__Work instructions__: Turn the material from its first line through the line containing "Give the mask of the purple" into a JSON list of strings, one string per line and no entries for blank lines.

__Input data__:
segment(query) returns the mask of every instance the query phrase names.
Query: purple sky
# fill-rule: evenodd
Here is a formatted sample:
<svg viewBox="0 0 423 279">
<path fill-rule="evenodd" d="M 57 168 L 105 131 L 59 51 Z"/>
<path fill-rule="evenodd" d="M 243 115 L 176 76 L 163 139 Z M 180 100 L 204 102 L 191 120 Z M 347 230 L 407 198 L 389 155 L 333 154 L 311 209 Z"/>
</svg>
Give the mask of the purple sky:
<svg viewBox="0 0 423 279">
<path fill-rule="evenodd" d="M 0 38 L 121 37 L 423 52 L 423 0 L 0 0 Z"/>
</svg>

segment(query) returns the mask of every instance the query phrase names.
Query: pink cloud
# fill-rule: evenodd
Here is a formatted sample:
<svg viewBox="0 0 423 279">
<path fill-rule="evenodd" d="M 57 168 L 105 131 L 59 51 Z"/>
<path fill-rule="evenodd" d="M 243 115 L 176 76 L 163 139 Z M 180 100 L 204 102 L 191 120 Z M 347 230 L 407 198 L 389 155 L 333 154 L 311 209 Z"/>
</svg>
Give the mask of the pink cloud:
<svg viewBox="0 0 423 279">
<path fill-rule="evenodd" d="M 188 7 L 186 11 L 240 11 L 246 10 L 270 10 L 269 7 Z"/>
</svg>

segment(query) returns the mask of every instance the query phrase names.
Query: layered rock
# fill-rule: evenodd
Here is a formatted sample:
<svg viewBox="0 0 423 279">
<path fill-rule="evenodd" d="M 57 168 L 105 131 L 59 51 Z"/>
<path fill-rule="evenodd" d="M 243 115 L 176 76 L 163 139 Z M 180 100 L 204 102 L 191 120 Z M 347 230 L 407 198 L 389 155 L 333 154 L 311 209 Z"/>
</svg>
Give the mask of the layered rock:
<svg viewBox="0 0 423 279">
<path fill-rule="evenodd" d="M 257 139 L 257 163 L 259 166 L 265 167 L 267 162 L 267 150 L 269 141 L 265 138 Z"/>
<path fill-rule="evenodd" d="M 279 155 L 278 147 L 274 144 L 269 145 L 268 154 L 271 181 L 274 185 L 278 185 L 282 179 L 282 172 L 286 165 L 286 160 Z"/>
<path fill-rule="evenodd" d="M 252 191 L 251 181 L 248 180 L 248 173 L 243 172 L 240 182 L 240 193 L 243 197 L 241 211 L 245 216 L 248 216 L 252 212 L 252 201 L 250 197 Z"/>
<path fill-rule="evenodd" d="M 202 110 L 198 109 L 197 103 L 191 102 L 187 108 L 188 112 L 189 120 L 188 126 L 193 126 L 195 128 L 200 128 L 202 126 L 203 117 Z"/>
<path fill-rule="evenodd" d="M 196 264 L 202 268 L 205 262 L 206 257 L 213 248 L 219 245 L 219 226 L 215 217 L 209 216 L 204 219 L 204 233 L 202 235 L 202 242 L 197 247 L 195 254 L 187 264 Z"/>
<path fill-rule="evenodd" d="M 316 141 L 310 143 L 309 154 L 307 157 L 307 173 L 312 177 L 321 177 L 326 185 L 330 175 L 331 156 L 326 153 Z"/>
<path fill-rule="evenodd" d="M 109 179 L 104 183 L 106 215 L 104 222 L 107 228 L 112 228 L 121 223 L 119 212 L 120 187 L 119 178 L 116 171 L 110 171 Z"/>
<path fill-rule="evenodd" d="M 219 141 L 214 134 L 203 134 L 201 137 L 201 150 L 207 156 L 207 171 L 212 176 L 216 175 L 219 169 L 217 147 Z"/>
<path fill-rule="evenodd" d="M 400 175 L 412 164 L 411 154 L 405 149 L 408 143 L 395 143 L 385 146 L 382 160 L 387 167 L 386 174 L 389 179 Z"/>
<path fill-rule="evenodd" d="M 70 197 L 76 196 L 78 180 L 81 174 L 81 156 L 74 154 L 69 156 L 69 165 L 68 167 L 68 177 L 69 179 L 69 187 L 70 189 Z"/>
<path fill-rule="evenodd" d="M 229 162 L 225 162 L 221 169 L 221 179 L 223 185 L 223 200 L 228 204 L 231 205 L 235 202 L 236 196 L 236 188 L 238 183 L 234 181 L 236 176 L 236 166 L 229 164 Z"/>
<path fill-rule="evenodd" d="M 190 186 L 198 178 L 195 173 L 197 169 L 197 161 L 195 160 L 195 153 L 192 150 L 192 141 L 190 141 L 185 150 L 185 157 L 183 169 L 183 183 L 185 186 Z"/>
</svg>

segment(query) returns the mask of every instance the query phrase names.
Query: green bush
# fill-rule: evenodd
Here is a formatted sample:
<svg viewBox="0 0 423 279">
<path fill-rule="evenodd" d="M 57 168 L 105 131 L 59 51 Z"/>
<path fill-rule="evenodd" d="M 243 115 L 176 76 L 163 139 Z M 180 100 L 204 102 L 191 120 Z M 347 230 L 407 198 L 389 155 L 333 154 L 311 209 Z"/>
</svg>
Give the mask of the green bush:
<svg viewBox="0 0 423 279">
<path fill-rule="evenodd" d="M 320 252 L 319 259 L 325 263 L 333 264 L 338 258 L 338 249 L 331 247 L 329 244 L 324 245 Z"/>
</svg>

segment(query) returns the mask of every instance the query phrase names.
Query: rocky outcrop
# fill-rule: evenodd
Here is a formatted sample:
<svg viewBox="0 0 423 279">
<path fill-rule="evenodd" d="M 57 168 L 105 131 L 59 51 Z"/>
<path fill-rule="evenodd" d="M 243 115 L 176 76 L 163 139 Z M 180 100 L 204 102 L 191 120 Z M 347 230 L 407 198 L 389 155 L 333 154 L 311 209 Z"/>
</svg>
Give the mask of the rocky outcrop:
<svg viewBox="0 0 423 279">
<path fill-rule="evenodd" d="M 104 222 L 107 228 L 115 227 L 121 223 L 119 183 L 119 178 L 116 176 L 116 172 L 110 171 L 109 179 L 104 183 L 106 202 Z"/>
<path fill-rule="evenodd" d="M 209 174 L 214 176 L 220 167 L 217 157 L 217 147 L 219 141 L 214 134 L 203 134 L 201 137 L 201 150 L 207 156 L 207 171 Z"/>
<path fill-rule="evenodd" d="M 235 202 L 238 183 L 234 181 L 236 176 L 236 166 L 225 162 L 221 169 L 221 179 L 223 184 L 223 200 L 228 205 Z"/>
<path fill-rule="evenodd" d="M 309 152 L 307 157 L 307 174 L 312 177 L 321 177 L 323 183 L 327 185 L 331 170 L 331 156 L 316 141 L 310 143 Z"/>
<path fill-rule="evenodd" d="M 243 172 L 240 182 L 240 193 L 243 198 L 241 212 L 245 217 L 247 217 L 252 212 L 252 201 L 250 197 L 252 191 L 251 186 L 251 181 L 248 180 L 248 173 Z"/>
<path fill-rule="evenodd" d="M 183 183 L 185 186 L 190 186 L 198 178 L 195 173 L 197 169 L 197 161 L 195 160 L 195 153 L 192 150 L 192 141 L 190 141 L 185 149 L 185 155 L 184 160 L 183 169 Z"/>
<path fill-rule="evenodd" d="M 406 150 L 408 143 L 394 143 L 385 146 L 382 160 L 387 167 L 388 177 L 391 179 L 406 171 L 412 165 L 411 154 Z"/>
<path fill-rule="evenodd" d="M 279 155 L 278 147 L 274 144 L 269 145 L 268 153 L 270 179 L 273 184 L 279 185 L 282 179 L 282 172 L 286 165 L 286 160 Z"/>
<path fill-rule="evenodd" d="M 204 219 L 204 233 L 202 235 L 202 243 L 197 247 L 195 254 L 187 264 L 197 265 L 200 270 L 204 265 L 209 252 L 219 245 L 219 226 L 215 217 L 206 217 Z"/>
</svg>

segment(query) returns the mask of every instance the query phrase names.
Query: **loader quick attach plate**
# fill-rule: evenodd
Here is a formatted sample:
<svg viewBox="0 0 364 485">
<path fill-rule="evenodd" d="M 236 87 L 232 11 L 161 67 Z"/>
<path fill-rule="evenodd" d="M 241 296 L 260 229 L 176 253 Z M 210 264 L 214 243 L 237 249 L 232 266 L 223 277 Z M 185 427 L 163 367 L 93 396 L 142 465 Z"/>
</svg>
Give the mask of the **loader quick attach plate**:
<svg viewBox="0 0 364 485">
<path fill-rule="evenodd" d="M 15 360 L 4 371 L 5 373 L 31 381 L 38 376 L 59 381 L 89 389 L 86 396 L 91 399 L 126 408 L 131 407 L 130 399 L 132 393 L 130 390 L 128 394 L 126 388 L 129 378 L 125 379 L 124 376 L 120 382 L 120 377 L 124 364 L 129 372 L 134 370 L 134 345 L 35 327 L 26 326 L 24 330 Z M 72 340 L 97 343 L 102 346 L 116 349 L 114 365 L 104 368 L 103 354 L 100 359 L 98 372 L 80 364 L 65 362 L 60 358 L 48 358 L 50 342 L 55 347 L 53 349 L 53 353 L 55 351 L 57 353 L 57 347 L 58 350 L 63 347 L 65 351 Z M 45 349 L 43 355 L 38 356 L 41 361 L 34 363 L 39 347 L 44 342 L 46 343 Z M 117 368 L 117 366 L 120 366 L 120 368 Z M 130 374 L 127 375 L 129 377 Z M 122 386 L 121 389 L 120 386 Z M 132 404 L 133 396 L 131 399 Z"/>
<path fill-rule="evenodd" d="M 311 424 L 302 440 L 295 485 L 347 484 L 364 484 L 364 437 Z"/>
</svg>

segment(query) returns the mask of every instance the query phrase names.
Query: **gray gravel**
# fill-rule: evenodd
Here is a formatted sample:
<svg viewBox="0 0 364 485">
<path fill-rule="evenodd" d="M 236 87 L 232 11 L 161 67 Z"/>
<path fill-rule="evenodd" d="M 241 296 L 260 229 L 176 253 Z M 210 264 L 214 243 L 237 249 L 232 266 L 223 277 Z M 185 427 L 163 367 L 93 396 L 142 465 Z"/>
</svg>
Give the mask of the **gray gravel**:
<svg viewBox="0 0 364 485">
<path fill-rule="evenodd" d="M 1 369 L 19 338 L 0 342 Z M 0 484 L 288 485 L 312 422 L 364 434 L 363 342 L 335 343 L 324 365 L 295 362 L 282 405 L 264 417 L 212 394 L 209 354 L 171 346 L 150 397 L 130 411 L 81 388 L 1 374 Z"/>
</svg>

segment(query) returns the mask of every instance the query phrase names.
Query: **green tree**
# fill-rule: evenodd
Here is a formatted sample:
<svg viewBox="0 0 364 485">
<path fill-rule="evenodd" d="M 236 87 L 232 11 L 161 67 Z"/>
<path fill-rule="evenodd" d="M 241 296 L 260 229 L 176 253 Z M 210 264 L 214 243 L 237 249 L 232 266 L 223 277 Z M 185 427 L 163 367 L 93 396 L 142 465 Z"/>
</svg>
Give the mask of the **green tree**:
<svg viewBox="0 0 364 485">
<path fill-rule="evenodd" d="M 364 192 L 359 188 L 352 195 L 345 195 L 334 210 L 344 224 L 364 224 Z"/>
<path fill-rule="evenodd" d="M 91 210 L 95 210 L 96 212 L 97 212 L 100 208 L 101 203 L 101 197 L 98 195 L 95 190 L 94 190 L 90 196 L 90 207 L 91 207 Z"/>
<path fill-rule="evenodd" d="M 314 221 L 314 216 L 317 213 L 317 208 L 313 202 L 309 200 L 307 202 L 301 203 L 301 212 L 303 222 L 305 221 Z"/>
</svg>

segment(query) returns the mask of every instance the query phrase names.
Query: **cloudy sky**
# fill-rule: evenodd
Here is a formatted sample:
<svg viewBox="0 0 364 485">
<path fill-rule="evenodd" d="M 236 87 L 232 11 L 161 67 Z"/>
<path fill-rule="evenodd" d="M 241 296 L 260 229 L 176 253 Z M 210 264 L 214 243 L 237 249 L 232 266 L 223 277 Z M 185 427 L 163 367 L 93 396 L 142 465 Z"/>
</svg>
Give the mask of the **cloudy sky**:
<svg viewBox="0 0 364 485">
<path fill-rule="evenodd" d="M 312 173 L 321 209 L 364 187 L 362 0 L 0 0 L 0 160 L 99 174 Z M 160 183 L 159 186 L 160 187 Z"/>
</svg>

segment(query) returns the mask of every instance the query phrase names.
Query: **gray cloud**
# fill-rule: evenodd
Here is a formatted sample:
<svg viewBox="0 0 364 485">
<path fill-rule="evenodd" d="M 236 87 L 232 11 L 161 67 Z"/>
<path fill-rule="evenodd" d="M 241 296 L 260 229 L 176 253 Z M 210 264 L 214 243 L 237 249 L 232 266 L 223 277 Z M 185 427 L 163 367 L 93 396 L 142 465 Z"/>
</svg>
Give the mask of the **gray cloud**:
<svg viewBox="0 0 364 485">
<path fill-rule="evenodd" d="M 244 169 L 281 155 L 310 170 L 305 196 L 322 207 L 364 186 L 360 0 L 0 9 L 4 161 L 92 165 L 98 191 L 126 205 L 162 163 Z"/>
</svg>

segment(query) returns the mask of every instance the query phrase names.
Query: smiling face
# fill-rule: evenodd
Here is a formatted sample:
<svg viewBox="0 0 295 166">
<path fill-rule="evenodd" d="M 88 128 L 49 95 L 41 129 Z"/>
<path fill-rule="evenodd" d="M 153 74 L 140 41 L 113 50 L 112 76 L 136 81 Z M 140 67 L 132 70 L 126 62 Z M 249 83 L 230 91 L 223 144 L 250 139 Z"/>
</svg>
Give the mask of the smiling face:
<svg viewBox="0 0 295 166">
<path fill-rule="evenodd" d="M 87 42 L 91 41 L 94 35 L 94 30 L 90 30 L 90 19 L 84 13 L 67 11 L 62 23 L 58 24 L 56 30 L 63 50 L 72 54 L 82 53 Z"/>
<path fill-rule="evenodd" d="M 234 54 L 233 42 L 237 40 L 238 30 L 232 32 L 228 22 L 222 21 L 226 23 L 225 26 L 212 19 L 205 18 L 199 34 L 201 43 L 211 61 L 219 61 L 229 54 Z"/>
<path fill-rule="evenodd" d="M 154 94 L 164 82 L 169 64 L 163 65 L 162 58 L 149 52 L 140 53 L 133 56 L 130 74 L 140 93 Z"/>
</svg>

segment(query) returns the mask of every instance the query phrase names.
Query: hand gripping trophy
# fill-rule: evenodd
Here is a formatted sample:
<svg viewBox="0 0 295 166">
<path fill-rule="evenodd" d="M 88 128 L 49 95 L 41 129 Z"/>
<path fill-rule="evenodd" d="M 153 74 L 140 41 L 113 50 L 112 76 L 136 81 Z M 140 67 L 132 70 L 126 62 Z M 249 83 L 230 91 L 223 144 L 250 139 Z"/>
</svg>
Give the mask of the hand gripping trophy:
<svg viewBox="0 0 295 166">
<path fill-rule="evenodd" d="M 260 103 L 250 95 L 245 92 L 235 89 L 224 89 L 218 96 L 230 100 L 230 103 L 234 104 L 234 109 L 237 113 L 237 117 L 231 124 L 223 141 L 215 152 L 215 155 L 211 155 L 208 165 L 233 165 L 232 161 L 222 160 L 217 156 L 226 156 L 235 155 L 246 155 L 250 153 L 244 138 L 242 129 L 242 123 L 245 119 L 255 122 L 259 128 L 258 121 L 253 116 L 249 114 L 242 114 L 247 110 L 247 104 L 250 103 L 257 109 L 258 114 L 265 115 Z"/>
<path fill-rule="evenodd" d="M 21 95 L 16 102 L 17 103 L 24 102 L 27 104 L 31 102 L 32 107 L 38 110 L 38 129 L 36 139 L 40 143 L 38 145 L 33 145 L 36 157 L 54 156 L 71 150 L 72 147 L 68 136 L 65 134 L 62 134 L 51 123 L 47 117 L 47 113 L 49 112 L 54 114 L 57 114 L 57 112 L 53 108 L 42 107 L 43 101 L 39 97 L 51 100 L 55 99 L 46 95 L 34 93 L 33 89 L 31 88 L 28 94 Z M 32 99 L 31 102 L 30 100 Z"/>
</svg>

__Final result__:
[
  "segment(query) returns the mask of every instance the query phrase names.",
  "Query: purple sky",
  "# fill-rule: evenodd",
  "Here is a formatted sample:",
  "<svg viewBox=\"0 0 423 279\">",
  "<path fill-rule=\"evenodd\" d=\"M 57 168 L 105 131 L 59 51 Z\"/>",
  "<path fill-rule=\"evenodd\" d=\"M 243 115 L 176 76 L 163 139 Z M 180 100 L 204 102 L 191 120 Z M 347 230 L 407 198 L 389 155 L 333 154 L 311 209 Z\"/>",
  "</svg>",
  "Give the mask of the purple sky:"
]